Brano di testo:

Maggio Musicale Fiorentino: Zubin Mehta e Carlus Padrissa per "La forza del destino" di Verdi

04-06-2021
Da venerdì 4 giugno 2021, alle ore 19.00, va in scena "La forza del destino" di Giuseppe Verdi, con la direzione del maestro Zubin Mehta e la regia di Carlus Padrissa de La Fura dels Baus, al Teatro del Maggio Musicale Fiorentino (piazza Vittorio Gui). Cinque recite in programma il 4, 7, 10, 16, alle ore 19 e il 19 giugno 2021 alle ore 15.30. Il 6 giugno 2021 alle ore 21 l’opera verrà trasmessa sulla piattaforma ITsART.

Il melodramma in quattro atti di Verdi, rimaneggiato dalla sua versione iniziale di san Pietroburgo fino alla stesura finale per del 1869, opera con una trama difficile e densa di pagine straordinariamente sublimi è il secondo titolo operistico dell’83esima edizione del Festival del Maggio Musicale dopo l’Adriana Lecouvreur inaugurale e subito prima di Il ritorno di Ulisse in patria di Claudio Monteverdi e dell’ultima opera, in luglio, Siberia di Umberto Giordano. La “Forza” è stata più volte affrontata dal mastro Zubin Mehta, la prima nel 1992, poi nel 2007, nel 2010 e in tour a Tokyo nel 2011, che torna questa volta a dirigerla in un allestimento con la regia di Carlus Padrissa, della compagnia La Fura dels baus. Con La Fura, il maestro aveva realizzato al Maggio una ormai storica, e di enorme successo, Tetralogia wagneriana a partire 2007.

Consegna 1: Seleziona e ricopia tutte le righe in cui compare la parola "teacup".

Righe da esaminare:
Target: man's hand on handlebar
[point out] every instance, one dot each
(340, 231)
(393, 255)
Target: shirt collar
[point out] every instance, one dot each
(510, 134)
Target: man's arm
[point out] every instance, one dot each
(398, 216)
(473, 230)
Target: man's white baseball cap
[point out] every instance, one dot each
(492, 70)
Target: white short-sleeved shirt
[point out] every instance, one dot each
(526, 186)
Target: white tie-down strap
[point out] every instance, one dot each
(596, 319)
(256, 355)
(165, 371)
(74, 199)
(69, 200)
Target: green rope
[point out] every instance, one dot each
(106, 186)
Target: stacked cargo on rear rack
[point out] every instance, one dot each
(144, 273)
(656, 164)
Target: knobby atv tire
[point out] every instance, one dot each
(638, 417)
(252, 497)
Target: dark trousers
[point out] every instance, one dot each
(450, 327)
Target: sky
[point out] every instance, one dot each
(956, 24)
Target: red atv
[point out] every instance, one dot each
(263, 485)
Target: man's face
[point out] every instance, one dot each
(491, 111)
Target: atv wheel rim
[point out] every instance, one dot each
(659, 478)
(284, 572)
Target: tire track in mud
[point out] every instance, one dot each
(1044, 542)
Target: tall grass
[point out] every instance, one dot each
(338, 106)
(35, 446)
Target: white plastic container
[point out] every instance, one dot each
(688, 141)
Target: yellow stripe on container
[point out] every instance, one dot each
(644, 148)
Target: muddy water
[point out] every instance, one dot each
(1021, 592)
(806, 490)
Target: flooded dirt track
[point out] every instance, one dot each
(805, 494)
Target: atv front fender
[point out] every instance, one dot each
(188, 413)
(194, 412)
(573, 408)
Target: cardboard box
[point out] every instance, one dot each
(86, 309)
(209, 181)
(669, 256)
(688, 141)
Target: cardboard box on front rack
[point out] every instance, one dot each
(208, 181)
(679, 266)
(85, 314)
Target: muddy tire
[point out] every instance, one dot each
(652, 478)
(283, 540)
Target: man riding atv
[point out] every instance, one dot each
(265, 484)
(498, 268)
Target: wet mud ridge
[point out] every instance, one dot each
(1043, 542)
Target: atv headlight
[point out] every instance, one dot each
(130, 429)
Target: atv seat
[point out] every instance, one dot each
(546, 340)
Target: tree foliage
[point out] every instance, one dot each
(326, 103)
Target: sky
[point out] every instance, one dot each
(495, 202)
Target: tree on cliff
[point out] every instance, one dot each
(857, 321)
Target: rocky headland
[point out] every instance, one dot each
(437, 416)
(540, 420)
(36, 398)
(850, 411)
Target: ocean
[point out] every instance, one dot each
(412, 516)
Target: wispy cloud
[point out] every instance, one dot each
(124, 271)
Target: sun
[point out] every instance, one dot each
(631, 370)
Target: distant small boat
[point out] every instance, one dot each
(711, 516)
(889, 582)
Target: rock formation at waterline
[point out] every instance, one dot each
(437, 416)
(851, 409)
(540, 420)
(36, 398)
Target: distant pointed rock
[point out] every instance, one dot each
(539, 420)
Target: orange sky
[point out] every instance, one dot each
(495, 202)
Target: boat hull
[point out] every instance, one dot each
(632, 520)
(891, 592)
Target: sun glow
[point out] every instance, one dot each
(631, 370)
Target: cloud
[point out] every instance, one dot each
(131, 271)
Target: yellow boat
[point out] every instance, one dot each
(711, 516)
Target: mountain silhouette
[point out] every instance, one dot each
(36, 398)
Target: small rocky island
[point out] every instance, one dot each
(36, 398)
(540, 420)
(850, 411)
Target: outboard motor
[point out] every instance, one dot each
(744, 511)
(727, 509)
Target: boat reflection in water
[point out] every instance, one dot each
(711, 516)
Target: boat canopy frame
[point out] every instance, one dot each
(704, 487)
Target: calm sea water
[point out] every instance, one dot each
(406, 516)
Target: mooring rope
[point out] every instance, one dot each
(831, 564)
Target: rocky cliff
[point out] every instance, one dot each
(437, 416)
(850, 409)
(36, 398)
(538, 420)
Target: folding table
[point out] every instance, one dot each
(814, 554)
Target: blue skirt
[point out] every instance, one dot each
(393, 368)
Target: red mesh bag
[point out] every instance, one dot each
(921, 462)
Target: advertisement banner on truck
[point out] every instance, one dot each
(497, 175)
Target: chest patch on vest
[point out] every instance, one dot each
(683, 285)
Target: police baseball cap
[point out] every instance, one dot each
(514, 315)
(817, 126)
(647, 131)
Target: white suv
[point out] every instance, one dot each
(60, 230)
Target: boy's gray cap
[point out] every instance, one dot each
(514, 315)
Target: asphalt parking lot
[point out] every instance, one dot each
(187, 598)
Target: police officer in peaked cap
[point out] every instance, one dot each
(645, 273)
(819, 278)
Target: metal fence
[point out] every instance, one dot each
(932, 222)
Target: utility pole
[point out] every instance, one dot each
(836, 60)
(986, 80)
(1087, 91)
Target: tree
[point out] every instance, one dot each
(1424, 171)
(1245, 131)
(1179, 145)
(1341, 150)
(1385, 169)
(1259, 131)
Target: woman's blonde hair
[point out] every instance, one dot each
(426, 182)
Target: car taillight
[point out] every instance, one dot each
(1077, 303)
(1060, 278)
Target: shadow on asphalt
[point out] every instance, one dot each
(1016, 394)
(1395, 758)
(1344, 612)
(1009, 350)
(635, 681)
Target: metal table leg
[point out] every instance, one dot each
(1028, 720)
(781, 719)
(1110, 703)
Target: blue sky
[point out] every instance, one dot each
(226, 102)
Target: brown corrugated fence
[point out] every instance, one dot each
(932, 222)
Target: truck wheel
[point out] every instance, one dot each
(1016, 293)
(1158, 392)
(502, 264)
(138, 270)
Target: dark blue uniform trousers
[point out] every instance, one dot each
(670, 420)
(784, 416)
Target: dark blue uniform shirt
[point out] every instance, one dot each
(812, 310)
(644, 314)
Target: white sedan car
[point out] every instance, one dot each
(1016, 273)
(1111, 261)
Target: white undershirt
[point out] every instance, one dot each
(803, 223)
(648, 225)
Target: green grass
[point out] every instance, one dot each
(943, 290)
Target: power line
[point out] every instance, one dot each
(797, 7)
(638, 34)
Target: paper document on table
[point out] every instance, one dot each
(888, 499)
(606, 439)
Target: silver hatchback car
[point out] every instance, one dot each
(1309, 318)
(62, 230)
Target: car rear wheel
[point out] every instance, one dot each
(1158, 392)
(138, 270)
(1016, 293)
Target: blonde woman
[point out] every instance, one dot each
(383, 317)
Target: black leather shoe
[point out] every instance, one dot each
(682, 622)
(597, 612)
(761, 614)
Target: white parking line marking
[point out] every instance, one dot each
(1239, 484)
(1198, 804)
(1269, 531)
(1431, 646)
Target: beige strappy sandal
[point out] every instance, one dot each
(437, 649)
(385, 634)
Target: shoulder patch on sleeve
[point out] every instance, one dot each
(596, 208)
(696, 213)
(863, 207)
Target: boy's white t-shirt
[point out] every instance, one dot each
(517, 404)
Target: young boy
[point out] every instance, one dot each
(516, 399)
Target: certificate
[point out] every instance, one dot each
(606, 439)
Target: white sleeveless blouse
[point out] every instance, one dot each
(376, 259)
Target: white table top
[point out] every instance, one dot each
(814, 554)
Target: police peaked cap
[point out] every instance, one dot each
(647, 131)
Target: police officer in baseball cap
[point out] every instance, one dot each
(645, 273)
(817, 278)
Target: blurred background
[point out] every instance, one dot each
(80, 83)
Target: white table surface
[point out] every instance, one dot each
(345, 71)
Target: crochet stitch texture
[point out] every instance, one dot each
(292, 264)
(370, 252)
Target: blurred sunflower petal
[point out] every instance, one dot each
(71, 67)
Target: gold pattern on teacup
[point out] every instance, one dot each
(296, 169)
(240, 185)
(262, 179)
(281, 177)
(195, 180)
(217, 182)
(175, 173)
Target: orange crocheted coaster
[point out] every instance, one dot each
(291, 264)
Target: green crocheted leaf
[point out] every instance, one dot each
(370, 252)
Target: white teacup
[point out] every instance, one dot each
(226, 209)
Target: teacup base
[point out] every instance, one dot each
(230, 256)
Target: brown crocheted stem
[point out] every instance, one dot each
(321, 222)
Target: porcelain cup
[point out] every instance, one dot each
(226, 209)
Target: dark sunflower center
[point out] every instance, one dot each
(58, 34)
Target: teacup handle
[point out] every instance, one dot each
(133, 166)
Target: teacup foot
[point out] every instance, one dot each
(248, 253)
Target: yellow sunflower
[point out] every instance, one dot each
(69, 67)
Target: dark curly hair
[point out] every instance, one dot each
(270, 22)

Consegna 2: Prolunga l'articolo su "La forza del destino" al Maggio Musicale Fiorentino, riprendendo subito dopo la sua ultima frase.

Soluzione esercizio 1:
Target: gold pattern on teacup
Target: white teacup
Target: teacup base
Target: teacup handle
Target: teacup foot

Soluzione esercizio 2:
Nel cast composto da Toni Gradsack, Saioa Hernández (Leonora), Annalisa Stroppa (Preziosilla), Roberto Aronica (Don Alvaro), Amartuvshin Enkhbat (Don Carlo), Ferruccio Furlanetto (Padre Guardiano), Nicola Alaimo (Fra Melitone), Alessandro Spina (Marchese di Calatrava), Leonardo Cortellazzi (Mastro Trabuco), Valentina Corò (Curra), Francesco Samuele Venuti (un alcade), Roman Lyulkin (un chirurgo) e poi i solisti del Coro Ferruccio Finetti, Leonardo Melani, Luca Tamani. Le scene sono di Roland Olbeter, i costumi di Chu Uroz, le luci e il video sono di Franc Aleu. Coro e Orchestra del Maggio Musicale Fiorentino. Direttore del Coro Lorenzo Fratini.

Dice il maestro Zubin Mehta: “Nella Forza del destino di Giuseppe Verdi, troviamo un po’ di tutto, c’è naturalmente l’amore come in tutte le sue opere, la storia, ma anche il pregiudizio razziale, la guerra, e le buffonerie di Fra Melitone. Solo il genio di Verdi poteva concepire una storia come questa e intersecare tutti questi livelli tra loro. In questo allestimento di Carlus Padrissa di La Fura del Baus, un signor genio col quale collaboro da anni, schieriamo un cast con grandissimi cantanti, voci mondiali che sono in grado di incarnare ogni ruolo e sono molto contento, anzi molto felice, di lavorare con tutti loro!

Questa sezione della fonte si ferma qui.